#### [About this exercise]
Convert every line of the records below into a numbered list, omitting any blank lines.

#### [Source data]
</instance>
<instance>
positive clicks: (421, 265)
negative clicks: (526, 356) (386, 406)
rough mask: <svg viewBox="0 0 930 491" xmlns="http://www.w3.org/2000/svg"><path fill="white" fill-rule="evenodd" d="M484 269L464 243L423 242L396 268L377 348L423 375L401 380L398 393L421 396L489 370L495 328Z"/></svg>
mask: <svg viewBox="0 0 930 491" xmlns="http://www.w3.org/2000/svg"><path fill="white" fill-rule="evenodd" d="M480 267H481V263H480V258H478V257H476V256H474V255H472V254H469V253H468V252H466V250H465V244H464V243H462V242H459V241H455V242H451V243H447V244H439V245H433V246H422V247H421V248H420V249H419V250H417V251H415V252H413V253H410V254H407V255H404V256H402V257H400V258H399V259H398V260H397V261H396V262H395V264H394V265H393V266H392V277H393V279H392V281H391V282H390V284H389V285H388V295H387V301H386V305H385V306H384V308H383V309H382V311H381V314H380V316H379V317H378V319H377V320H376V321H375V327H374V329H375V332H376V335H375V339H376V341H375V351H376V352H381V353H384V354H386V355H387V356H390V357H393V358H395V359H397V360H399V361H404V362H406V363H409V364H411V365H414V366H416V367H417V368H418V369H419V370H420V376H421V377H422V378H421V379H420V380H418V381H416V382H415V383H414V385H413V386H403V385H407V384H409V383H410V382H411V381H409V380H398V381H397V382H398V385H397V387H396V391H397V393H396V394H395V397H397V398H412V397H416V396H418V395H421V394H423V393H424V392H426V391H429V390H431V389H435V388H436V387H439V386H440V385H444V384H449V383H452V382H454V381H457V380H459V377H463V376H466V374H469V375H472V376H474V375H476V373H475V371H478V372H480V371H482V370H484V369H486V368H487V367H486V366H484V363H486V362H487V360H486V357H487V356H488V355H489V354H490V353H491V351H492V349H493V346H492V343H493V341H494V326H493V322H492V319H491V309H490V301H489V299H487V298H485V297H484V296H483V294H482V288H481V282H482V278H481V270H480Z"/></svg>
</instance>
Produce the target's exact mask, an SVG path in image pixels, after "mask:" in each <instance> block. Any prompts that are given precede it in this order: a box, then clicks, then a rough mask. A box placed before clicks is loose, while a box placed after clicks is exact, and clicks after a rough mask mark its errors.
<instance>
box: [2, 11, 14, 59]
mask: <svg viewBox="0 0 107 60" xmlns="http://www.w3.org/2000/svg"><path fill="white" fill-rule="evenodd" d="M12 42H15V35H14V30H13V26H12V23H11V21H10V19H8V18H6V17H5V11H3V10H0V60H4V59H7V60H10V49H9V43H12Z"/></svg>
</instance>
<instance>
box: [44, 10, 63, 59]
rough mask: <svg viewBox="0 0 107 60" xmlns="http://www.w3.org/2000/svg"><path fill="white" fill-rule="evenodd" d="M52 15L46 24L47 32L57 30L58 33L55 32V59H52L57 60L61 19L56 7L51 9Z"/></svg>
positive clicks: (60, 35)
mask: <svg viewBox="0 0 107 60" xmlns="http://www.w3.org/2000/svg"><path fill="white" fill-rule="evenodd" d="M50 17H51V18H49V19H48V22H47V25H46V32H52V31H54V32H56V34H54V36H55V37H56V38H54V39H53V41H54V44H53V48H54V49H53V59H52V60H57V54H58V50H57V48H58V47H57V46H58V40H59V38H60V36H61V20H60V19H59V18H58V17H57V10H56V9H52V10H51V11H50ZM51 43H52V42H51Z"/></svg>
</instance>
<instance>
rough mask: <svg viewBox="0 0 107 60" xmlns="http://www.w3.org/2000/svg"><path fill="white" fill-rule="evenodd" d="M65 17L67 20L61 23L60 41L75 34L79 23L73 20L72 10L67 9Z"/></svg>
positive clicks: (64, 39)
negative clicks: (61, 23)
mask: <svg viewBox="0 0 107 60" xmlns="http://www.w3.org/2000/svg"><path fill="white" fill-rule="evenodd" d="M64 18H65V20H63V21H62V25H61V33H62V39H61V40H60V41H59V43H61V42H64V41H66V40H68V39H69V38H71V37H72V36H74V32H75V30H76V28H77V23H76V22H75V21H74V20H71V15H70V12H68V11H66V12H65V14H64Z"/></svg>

#### [Completed exercise]
1. </instance>
2. <instance>
3. positive clicks: (421, 265)
4. negative clicks: (526, 356) (386, 406)
5. rough mask: <svg viewBox="0 0 930 491" xmlns="http://www.w3.org/2000/svg"><path fill="white" fill-rule="evenodd" d="M484 269L464 243L423 242L396 268L377 348L423 375L401 380L398 393L421 396L489 370L495 328Z"/></svg>
6. mask: <svg viewBox="0 0 930 491" xmlns="http://www.w3.org/2000/svg"><path fill="white" fill-rule="evenodd" d="M480 267H481V263H480V258H478V257H476V256H474V255H472V254H469V253H468V252H466V250H465V244H464V243H462V242H459V241H455V242H451V243H447V244H439V245H433V246H422V247H421V248H420V249H419V250H417V251H415V252H413V253H410V254H407V255H404V256H402V257H400V258H399V259H398V260H397V261H396V262H395V264H394V265H393V266H392V277H393V279H392V281H391V282H390V284H389V285H388V295H387V301H386V305H385V306H384V308H383V309H382V311H381V314H380V316H379V317H378V319H377V320H376V321H375V327H374V329H375V332H376V335H375V339H376V341H375V351H376V352H381V353H384V354H386V355H387V356H390V357H393V358H395V359H397V360H399V361H404V362H406V363H409V364H411V365H414V366H416V367H417V368H418V369H419V370H420V376H421V377H422V378H421V379H420V380H418V381H416V382H415V383H414V385H413V386H403V385H407V384H409V383H410V382H411V381H409V380H398V381H397V382H398V385H397V387H396V391H397V393H396V394H395V397H397V398H412V397H416V396H418V395H421V394H423V393H424V392H426V391H429V390H431V389H435V388H436V387H439V386H440V385H444V384H449V383H452V382H454V381H457V380H459V377H463V376H466V374H469V375H472V376H474V375H476V373H475V371H478V372H480V371H482V370H484V369H486V368H487V367H486V366H484V363H486V362H487V360H486V357H487V356H488V355H489V354H490V353H491V351H492V349H493V346H492V343H493V341H494V326H493V322H492V319H491V309H490V301H489V299H487V298H485V297H484V296H483V294H482V288H481V282H482V278H481V270H480Z"/></svg>
7. </instance>
8. Produce the target's exact mask, an SVG path in image pixels, after "mask:" in each <instance> block. Any prompts that are given precede it in this order: a box, then clicks, then a rough mask. A box placed before clicks is loose, while a box placed after clicks is exact, and clicks after a rough mask mark its errors.
9. <instance>
10. box: [2, 11, 14, 59]
11. mask: <svg viewBox="0 0 107 60" xmlns="http://www.w3.org/2000/svg"><path fill="white" fill-rule="evenodd" d="M12 42H15V35H14V30H13V26H12V23H11V21H10V19H8V18H6V17H5V11H3V10H0V60H4V59H7V60H10V49H9V43H12Z"/></svg>
12. </instance>
13. <instance>
14. box: [44, 10, 63, 59]
15. rough mask: <svg viewBox="0 0 107 60" xmlns="http://www.w3.org/2000/svg"><path fill="white" fill-rule="evenodd" d="M52 15L46 24L47 32L57 30L58 33L55 32V59H52L57 60L61 19L56 7L51 9Z"/></svg>
16. positive clicks: (60, 35)
17. mask: <svg viewBox="0 0 107 60" xmlns="http://www.w3.org/2000/svg"><path fill="white" fill-rule="evenodd" d="M50 17H51V18H49V19H48V22H47V25H46V32H52V31H54V32H56V34H54V36H55V37H56V38H54V39H53V41H54V44H53V48H54V49H53V59H52V60H57V54H58V50H57V48H58V47H57V46H58V40H59V38H60V36H61V20H60V19H59V18H58V17H57V10H56V9H52V10H51V11H50ZM51 43H52V42H51Z"/></svg>
18. </instance>
19. <instance>
20. rough mask: <svg viewBox="0 0 107 60" xmlns="http://www.w3.org/2000/svg"><path fill="white" fill-rule="evenodd" d="M65 17L67 20L61 23L60 41L75 34L79 23L73 20L72 10L67 9Z"/></svg>
21. positive clicks: (64, 39)
22. negative clicks: (61, 23)
23. mask: <svg viewBox="0 0 107 60" xmlns="http://www.w3.org/2000/svg"><path fill="white" fill-rule="evenodd" d="M64 18H65V20H63V21H62V25H61V33H62V39H61V40H60V41H59V43H61V42H64V41H66V40H68V39H69V38H71V37H72V36H74V32H75V30H76V28H77V23H76V22H75V21H74V20H71V15H70V12H68V11H66V12H65V14H64Z"/></svg>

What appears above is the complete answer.